**WORK INSTRUCTIONS:**
• a. In the Flickr photo study text, copy the passage from "To display site" up to and including "of high visibility.", and swap every "Flickr" for "Picasa".
• b. In the Flickr photo study text, which countries are named as the top sources of tourist arrivals to the Canary Islands in the official statistics?

**TEXT PROVIDED:**
==================================================
To display site popularity, slide 22 shows the aggregated number of views of each place, totaling the image views taken on each site. Capitals and main touristic areas are the most popular places in Flickr, but there are other zones of high visibility.
Photographs can be beautiful and/or popular, independently of the place it was taken. To know where photographers go, slide 23 shows the number of photographers who took images in each place. Point size weighs real visits, not image views. This slide displays all users, from Spain and abroad. Capitals stand out, but also touristic areas and other points of interests.
Dates
In the next four slides, from 24 to 28, photographs taken each year are shown, from 2004 to 2008. In the first part of the study, we showed a graph displaying the number of uploaded images to Flickr by date. This are the geolocated images. In this slides, 2004 shows few images compared to 2008. Each point is a photo and the circles weighs image popularity (number of views). This maps are helpful to identify photographer site preferences.
Tourists
Slide 29 displaysofficial statistics of tourist arrivals to Canary Islands by source country between 2003 and 2007. Top sources are United Kingdom, Germany, Holland and Ireland. In the first part of this study, source country of successfully geolocated photographers were shown, and stats were not exactly the same of the official ones. Slide 30 shows source country of geolocated photographers which also have geolocated images.
(Bear in mind that the origin of this set of 36,000 geolocated is a search by tags like "canarias", "canaryislands" and the like, and not a direct search by coordinates). Most geolocated images were taken by photographs from Spain, United Kingdom, Germany, Italy, Dominican Republic and Holland.
From slide 31 to 38, geolocated images are shown by source country:
United Kingdom, Germany, Italy, Holland, Ireland, USA, Belgium and France. In this maps, every point is a photo and its size weighs its popularity (number of views). Clearly, images taken by foreign tourists are very popular in Flickr. Also there are behavioral differences by country. There are tourists from UK in Gomera, Tenerife,
Gran Canaria, Fuerteventura and Lanzarote. In Gran Canaria and Tenerife, British stay at beaches and don't go outside touristic areas (rural tourism anyone?)... but they love to go all over Lanzarote. German photographers also take photos in rural sites of Gran Canaria and other islands.
From slide 39, the number of photographs are shown by source autonomous community. There are 17 autonomous communities in Spain. Top communities by photographers are Canary Islands followed by Valencia, Galicia,
Madrid, Vasque Country and Catalonia. This numbers are a bit different to those of the whole set (that is, including un-geolocated images), which ranks first Canary Islands, Madrid, Valencia and Cataluña. In the maps, each point is a photo and its size weighs the number of views. There are maps whose points of interests are difficult to spot: this photos weren't too popular in Flickr.
And beyond
This method to study users has a great potencial, specially interpreted in a tourist context. However, bear in mind that the original set of images where found searching by tags ("canarias", "canary islands") and that analyzed users are part of a photograph sharing site (quite popular). But, this photographers could not necessary represent the average tourists -and let's also remember that a good chunk of photographs are taken by local residents. Anyway, and taking this into account, this kind of studies can be very helpful to the touristic market.
==================================================
Items from a data source
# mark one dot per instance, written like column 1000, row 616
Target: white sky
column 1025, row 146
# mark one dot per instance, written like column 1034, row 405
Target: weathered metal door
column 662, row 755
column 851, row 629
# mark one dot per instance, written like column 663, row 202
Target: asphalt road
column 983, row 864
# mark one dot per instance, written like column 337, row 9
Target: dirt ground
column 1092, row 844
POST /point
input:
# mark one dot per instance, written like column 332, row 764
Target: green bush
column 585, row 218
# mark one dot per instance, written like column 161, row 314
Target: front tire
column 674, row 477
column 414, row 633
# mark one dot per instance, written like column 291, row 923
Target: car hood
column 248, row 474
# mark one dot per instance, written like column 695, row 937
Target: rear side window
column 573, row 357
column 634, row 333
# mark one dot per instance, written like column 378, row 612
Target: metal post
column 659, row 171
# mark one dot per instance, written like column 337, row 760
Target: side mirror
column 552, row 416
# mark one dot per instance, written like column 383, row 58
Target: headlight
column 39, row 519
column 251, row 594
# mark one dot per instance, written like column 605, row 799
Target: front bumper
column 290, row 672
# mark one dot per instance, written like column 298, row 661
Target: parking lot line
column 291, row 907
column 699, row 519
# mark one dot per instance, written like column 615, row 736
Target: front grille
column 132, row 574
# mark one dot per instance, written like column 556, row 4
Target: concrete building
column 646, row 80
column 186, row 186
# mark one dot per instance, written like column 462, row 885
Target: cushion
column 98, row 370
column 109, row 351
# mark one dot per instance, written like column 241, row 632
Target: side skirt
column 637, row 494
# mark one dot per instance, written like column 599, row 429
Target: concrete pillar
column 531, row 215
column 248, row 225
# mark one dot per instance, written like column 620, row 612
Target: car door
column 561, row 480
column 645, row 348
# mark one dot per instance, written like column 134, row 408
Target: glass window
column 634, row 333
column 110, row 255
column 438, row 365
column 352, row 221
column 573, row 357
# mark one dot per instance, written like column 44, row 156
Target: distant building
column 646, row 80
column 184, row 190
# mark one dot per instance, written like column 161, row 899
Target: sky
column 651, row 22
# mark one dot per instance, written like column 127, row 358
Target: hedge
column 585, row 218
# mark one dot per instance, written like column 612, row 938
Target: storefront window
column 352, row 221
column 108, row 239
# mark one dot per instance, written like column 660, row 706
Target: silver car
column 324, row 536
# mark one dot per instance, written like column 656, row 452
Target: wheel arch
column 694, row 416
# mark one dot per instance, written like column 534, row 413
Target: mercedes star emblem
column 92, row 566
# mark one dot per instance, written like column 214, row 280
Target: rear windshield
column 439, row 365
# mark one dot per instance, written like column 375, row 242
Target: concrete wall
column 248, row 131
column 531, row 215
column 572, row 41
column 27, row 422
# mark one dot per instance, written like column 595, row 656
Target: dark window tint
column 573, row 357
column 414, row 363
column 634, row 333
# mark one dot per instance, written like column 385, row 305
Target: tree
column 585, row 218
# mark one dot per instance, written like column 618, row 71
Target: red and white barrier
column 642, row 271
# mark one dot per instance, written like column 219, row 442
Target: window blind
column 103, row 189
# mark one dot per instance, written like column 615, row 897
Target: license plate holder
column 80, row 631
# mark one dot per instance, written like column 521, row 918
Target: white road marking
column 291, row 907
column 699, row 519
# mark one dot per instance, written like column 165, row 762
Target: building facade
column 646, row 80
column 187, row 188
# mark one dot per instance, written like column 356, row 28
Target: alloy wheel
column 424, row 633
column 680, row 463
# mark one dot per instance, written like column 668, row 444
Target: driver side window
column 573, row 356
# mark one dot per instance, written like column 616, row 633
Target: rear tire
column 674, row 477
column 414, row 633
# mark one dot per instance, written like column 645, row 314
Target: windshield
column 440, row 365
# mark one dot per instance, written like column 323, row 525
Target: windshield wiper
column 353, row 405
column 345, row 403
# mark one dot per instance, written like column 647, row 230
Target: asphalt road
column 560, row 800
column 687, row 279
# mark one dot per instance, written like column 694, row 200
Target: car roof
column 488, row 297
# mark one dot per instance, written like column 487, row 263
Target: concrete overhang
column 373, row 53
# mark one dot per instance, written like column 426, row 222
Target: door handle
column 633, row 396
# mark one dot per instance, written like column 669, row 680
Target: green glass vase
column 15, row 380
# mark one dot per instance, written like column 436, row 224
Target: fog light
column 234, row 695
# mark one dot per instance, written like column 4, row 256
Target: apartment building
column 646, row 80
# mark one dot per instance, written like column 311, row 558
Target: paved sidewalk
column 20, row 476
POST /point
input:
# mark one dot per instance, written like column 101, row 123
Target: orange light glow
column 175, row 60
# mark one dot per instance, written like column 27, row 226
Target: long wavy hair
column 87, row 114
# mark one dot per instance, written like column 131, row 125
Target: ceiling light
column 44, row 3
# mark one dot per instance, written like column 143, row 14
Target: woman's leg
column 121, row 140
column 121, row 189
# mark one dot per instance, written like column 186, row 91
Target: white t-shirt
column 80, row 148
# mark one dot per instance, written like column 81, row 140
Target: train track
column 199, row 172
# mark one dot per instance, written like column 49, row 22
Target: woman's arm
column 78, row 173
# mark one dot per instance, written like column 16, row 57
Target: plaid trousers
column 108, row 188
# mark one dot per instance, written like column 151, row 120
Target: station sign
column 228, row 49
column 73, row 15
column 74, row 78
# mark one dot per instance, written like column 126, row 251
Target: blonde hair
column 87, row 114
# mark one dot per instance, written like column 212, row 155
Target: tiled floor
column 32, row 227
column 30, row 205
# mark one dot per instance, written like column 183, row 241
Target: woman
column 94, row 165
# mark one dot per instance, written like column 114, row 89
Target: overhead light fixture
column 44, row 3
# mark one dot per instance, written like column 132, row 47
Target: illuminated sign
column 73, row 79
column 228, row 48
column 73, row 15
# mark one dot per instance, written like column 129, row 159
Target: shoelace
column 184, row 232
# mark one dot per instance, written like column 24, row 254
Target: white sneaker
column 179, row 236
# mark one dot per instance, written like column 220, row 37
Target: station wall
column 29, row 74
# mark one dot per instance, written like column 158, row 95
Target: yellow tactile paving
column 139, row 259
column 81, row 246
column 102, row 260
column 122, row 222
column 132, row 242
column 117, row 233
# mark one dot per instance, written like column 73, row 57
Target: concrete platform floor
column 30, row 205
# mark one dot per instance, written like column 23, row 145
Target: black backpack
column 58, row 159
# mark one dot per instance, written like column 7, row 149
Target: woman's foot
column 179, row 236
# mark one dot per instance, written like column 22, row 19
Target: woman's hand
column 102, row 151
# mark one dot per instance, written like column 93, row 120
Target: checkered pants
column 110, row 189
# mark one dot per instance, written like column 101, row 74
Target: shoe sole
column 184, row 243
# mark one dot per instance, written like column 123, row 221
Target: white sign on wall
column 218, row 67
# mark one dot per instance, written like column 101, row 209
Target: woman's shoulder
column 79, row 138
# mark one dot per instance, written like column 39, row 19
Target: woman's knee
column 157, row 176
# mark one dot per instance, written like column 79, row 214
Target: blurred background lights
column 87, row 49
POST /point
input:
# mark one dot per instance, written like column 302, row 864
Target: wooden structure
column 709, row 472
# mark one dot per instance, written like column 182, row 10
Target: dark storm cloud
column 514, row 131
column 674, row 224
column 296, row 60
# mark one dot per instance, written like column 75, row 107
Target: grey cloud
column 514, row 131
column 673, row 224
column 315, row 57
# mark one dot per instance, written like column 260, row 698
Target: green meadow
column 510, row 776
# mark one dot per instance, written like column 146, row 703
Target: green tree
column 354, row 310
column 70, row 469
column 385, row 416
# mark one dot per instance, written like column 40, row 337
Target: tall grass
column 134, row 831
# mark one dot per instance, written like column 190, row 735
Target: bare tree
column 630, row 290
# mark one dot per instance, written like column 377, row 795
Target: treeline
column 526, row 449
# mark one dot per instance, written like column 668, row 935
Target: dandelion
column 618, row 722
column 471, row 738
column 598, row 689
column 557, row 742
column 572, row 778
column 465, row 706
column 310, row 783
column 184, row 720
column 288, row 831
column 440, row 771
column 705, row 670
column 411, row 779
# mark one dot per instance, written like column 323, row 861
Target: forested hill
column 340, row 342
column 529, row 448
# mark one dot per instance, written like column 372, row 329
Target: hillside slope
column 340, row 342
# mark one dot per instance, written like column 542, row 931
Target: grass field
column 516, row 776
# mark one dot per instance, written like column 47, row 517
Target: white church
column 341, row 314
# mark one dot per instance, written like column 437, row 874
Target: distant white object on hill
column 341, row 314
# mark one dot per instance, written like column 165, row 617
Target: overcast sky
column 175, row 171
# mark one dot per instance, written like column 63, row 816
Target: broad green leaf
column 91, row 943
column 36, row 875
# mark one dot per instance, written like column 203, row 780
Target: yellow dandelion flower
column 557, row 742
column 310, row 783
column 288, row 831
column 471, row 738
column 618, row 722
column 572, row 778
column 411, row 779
==================================================
**EXERCISE ANSWERS:**
• a.
To display site popularity, slide 22 shows the aggregated number of views of each place, totaling the image views taken on each site. Capitals and main touristic areas are the most popular places in Picasa, but there are other zones of high visibility.

• b. United Kingdom, Germany, Holland and Ireland.